> Exercise
Copy the lines from the one containing "Target: van headlight" through the one containing "left=26, top=522, right=70, bottom=541", swapping "headlight" for "headlamp" and changing nothing else.

··· Extracted information ···

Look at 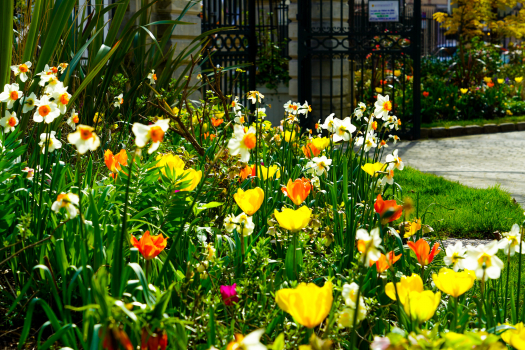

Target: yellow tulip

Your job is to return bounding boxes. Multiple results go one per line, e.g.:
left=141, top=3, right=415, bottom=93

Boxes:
left=233, top=187, right=264, bottom=216
left=178, top=169, right=202, bottom=191
left=403, top=290, right=441, bottom=322
left=432, top=267, right=476, bottom=298
left=312, top=137, right=330, bottom=151
left=275, top=282, right=334, bottom=328
left=155, top=153, right=185, bottom=175
left=361, top=162, right=385, bottom=176
left=385, top=273, right=423, bottom=304
left=284, top=130, right=295, bottom=142
left=501, top=322, right=525, bottom=350
left=257, top=165, right=281, bottom=180
left=274, top=206, right=312, bottom=232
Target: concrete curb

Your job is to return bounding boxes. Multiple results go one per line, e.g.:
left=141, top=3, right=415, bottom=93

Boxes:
left=421, top=122, right=525, bottom=139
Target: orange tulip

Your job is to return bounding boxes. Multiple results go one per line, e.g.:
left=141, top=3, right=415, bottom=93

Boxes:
left=408, top=238, right=441, bottom=266
left=211, top=117, right=224, bottom=127
left=303, top=142, right=321, bottom=159
left=104, top=149, right=128, bottom=173
left=131, top=231, right=168, bottom=260
left=281, top=177, right=312, bottom=205
left=370, top=250, right=401, bottom=273
left=374, top=194, right=403, bottom=224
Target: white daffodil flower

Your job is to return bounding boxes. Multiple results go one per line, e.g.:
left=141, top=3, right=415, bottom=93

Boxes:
left=131, top=119, right=170, bottom=154
left=0, top=83, right=24, bottom=109
left=228, top=124, right=257, bottom=163
left=11, top=61, right=31, bottom=82
left=374, top=94, right=392, bottom=120
left=333, top=117, right=356, bottom=142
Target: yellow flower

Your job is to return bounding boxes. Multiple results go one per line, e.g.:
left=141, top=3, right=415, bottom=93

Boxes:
left=312, top=137, right=330, bottom=151
left=284, top=130, right=295, bottom=142
left=274, top=206, right=312, bottom=232
left=385, top=273, right=423, bottom=304
left=178, top=169, right=202, bottom=191
left=233, top=187, right=264, bottom=216
left=275, top=282, right=334, bottom=328
left=432, top=267, right=476, bottom=298
left=403, top=290, right=441, bottom=322
left=361, top=162, right=385, bottom=176
left=501, top=322, right=525, bottom=350
left=404, top=219, right=421, bottom=238
left=257, top=165, right=281, bottom=180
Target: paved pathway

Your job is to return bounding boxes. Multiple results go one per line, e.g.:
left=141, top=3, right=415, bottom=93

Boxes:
left=390, top=131, right=525, bottom=208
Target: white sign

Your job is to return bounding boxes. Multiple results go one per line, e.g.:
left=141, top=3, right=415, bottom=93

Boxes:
left=368, top=0, right=399, bottom=22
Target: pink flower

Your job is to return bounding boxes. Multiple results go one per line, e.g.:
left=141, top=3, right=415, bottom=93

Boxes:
left=221, top=283, right=239, bottom=306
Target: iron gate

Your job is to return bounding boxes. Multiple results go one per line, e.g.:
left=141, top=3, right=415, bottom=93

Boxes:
left=297, top=0, right=421, bottom=139
left=201, top=0, right=289, bottom=103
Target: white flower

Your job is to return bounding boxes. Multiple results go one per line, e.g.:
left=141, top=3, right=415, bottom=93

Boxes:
left=306, top=156, right=332, bottom=176
left=11, top=61, right=31, bottom=82
left=0, top=111, right=18, bottom=133
left=66, top=108, right=80, bottom=130
left=131, top=119, right=170, bottom=154
left=52, top=82, right=71, bottom=114
left=38, top=131, right=62, bottom=154
left=33, top=95, right=60, bottom=124
left=381, top=169, right=394, bottom=187
left=463, top=240, right=503, bottom=280
left=51, top=192, right=79, bottom=219
left=67, top=124, right=100, bottom=154
left=385, top=149, right=405, bottom=170
left=235, top=213, right=255, bottom=237
left=388, top=135, right=400, bottom=146
left=499, top=224, right=525, bottom=256
left=113, top=94, right=124, bottom=108
left=323, top=113, right=336, bottom=133
left=333, top=117, right=356, bottom=142
left=255, top=108, right=266, bottom=119
left=232, top=96, right=241, bottom=114
left=227, top=329, right=268, bottom=350
left=22, top=92, right=38, bottom=113
left=248, top=91, right=264, bottom=105
left=341, top=282, right=359, bottom=309
left=355, top=227, right=381, bottom=266
left=224, top=214, right=237, bottom=233
left=374, top=94, right=392, bottom=120
left=58, top=63, right=69, bottom=74
left=443, top=241, right=467, bottom=271
left=228, top=124, right=257, bottom=163
left=0, top=83, right=24, bottom=109
left=337, top=297, right=368, bottom=328
left=148, top=69, right=157, bottom=85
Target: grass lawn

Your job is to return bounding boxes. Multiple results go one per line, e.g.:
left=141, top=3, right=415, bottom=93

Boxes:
left=421, top=115, right=525, bottom=128
left=396, top=167, right=524, bottom=239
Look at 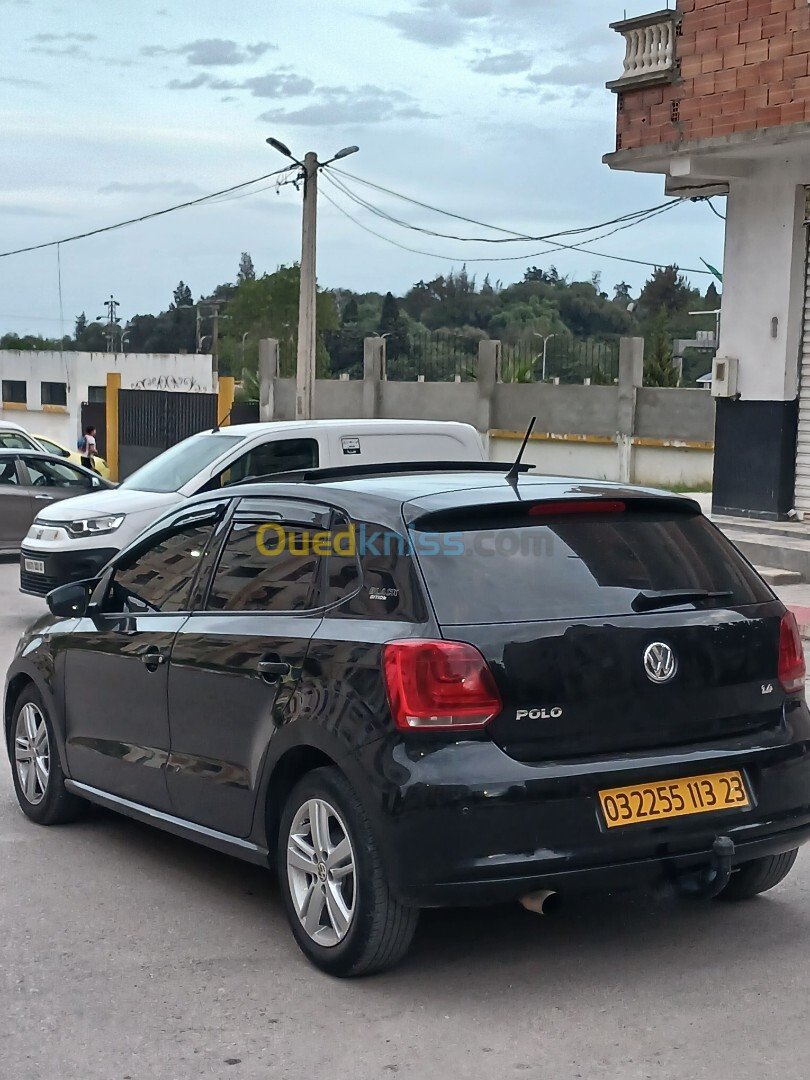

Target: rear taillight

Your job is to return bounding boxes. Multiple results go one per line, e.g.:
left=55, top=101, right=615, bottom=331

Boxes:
left=382, top=640, right=502, bottom=731
left=779, top=611, right=807, bottom=693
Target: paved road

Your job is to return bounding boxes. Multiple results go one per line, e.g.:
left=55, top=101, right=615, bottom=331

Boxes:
left=0, top=562, right=810, bottom=1080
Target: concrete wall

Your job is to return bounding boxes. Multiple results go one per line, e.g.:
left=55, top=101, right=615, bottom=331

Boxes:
left=0, top=349, right=213, bottom=446
left=489, top=434, right=619, bottom=481
left=262, top=338, right=715, bottom=487
left=634, top=387, right=715, bottom=443
left=718, top=164, right=810, bottom=401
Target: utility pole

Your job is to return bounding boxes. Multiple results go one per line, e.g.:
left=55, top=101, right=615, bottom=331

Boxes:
left=267, top=138, right=359, bottom=420
left=208, top=300, right=227, bottom=390
left=295, top=152, right=318, bottom=420
left=96, top=293, right=121, bottom=352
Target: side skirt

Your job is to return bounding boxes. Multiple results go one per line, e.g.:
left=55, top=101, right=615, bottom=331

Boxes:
left=65, top=780, right=269, bottom=866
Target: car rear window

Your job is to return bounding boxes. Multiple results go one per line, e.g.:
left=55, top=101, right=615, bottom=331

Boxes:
left=411, top=503, right=772, bottom=625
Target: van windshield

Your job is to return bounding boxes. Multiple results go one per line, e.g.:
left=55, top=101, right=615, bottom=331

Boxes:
left=121, top=432, right=245, bottom=492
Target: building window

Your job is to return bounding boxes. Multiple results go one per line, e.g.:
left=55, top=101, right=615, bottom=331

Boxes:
left=3, top=379, right=28, bottom=405
left=40, top=382, right=67, bottom=405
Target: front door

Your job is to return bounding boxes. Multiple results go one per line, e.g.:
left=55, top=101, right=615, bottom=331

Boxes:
left=0, top=453, right=33, bottom=551
left=19, top=454, right=100, bottom=516
left=64, top=523, right=214, bottom=811
left=168, top=499, right=328, bottom=837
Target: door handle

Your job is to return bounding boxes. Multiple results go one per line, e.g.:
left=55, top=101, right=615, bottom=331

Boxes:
left=258, top=657, right=293, bottom=683
left=140, top=646, right=166, bottom=672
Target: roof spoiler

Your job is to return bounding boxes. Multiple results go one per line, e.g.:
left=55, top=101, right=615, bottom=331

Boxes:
left=233, top=461, right=535, bottom=487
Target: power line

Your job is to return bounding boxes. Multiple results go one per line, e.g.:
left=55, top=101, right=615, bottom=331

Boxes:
left=321, top=174, right=711, bottom=276
left=330, top=167, right=680, bottom=244
left=0, top=166, right=289, bottom=259
left=328, top=169, right=680, bottom=254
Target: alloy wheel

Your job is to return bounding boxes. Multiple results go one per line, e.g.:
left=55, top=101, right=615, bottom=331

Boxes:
left=287, top=798, right=356, bottom=948
left=14, top=702, right=51, bottom=806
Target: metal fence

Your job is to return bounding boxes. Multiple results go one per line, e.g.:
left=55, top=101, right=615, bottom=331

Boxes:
left=500, top=335, right=619, bottom=386
left=386, top=330, right=478, bottom=382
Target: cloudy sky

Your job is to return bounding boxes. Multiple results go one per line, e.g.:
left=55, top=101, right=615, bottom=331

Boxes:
left=0, top=0, right=723, bottom=334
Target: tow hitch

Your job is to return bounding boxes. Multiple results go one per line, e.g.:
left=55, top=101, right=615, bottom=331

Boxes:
left=674, top=836, right=734, bottom=900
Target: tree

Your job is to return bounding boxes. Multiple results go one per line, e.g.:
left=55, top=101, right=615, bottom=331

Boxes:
left=237, top=252, right=256, bottom=285
left=174, top=282, right=194, bottom=308
left=638, top=265, right=694, bottom=315
left=379, top=293, right=410, bottom=360
left=644, top=308, right=678, bottom=387
left=219, top=265, right=340, bottom=376
left=613, top=281, right=632, bottom=308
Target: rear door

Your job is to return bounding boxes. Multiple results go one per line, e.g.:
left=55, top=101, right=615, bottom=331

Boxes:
left=416, top=501, right=783, bottom=761
left=207, top=437, right=321, bottom=487
left=168, top=499, right=329, bottom=837
left=60, top=511, right=218, bottom=811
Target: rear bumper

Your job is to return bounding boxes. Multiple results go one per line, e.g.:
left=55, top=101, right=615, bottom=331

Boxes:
left=354, top=702, right=810, bottom=907
left=19, top=548, right=118, bottom=596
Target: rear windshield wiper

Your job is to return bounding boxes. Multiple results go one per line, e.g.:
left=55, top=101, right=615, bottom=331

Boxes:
left=631, top=589, right=733, bottom=611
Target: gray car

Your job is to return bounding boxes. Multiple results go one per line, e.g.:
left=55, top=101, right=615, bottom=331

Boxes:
left=0, top=446, right=116, bottom=552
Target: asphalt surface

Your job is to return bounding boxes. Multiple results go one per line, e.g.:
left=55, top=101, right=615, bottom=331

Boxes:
left=0, top=561, right=810, bottom=1080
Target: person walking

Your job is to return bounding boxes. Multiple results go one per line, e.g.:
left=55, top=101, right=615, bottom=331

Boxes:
left=79, top=424, right=96, bottom=472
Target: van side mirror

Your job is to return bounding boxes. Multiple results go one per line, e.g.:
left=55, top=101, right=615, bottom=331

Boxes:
left=48, top=581, right=91, bottom=619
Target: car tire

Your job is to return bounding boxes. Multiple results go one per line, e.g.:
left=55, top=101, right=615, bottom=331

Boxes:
left=717, top=849, right=798, bottom=901
left=9, top=686, right=84, bottom=825
left=278, top=768, right=419, bottom=977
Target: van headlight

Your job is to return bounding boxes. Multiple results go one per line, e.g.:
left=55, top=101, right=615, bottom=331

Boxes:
left=65, top=514, right=126, bottom=540
left=26, top=522, right=70, bottom=541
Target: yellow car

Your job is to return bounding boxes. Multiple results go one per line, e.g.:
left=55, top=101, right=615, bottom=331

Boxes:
left=31, top=435, right=110, bottom=480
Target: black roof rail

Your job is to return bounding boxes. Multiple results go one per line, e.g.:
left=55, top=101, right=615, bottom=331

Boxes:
left=233, top=461, right=535, bottom=487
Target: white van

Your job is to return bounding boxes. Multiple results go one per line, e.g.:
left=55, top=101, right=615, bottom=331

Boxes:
left=19, top=420, right=485, bottom=596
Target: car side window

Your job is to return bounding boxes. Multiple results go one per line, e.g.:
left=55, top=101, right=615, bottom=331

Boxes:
left=0, top=431, right=38, bottom=450
left=0, top=458, right=19, bottom=487
left=104, top=524, right=214, bottom=615
left=326, top=522, right=428, bottom=622
left=23, top=457, right=93, bottom=490
left=220, top=438, right=319, bottom=487
left=207, top=521, right=319, bottom=611
left=37, top=438, right=70, bottom=458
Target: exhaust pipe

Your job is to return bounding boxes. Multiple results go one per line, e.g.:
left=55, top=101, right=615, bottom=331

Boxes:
left=521, top=889, right=559, bottom=915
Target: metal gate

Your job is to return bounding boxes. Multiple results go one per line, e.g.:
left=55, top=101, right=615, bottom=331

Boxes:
left=794, top=187, right=810, bottom=513
left=118, top=390, right=217, bottom=480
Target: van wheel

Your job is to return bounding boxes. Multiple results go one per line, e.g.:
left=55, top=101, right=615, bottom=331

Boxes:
left=717, top=850, right=798, bottom=900
left=278, top=768, right=419, bottom=977
left=9, top=686, right=84, bottom=825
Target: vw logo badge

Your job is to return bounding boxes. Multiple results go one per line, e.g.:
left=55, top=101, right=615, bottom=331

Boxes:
left=644, top=642, right=678, bottom=683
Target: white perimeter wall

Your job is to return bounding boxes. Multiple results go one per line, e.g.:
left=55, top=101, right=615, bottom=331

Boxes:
left=489, top=435, right=714, bottom=488
left=0, top=349, right=213, bottom=448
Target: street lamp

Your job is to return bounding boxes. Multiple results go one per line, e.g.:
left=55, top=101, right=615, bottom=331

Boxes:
left=265, top=137, right=360, bottom=420
left=534, top=334, right=557, bottom=382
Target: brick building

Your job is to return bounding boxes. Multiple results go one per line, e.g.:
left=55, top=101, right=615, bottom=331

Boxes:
left=605, top=0, right=810, bottom=517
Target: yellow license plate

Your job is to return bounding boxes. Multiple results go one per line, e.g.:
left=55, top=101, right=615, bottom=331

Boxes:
left=599, top=772, right=751, bottom=828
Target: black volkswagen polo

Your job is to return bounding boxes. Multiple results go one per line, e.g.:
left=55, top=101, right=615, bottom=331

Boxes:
left=4, top=464, right=810, bottom=975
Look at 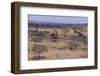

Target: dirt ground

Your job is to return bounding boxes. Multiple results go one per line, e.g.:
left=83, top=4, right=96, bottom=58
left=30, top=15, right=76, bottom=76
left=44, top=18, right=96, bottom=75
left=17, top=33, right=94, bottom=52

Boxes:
left=28, top=27, right=88, bottom=60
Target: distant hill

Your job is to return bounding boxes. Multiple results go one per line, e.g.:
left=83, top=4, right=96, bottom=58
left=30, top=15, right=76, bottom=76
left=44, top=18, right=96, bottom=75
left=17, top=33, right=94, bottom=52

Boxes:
left=28, top=22, right=88, bottom=28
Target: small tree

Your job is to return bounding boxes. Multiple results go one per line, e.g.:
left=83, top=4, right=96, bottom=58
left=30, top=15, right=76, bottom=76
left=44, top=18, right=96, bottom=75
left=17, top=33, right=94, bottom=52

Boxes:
left=32, top=44, right=47, bottom=59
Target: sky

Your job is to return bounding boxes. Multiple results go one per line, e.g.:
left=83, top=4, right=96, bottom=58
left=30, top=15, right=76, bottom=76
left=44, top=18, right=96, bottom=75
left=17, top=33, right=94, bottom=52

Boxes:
left=28, top=15, right=88, bottom=24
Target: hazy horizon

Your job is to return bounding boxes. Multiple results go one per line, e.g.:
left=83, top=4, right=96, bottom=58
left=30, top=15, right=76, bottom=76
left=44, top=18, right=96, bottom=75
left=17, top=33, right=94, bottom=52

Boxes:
left=28, top=15, right=88, bottom=24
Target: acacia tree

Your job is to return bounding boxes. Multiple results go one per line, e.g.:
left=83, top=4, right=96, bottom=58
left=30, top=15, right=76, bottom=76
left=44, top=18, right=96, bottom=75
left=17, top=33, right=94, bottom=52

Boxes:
left=32, top=44, right=47, bottom=59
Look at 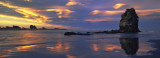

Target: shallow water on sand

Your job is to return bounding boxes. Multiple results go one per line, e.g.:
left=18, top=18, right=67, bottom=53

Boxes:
left=0, top=30, right=160, bottom=58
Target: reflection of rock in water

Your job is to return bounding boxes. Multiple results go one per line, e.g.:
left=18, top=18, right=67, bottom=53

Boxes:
left=120, top=38, right=139, bottom=55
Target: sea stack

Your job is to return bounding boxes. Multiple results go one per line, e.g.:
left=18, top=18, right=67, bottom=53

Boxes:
left=119, top=8, right=140, bottom=32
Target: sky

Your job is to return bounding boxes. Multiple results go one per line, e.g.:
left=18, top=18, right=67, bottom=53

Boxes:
left=0, top=0, right=160, bottom=29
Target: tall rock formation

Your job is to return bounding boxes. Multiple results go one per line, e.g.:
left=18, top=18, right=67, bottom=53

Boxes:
left=119, top=8, right=140, bottom=32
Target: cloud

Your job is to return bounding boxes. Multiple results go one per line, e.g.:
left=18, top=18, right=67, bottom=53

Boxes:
left=85, top=18, right=115, bottom=22
left=66, top=0, right=84, bottom=6
left=46, top=9, right=75, bottom=18
left=0, top=1, right=73, bottom=29
left=113, top=3, right=126, bottom=9
left=90, top=10, right=125, bottom=16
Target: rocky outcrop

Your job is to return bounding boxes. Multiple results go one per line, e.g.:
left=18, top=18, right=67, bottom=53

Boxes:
left=119, top=8, right=140, bottom=32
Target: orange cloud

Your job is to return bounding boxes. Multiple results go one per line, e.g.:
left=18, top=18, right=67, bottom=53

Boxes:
left=113, top=3, right=126, bottom=9
left=0, top=1, right=73, bottom=29
left=0, top=1, right=50, bottom=22
left=85, top=18, right=115, bottom=22
left=46, top=9, right=75, bottom=18
left=66, top=0, right=84, bottom=6
left=90, top=10, right=125, bottom=16
left=0, top=15, right=73, bottom=29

···

> Result for this exercise
Target: van headlamp

Your job is to return bounding boxes. Multiple results go one per line, e.g.:
left=55, top=101, right=615, bottom=331

Boxes:
left=65, top=514, right=126, bottom=540
left=26, top=522, right=70, bottom=541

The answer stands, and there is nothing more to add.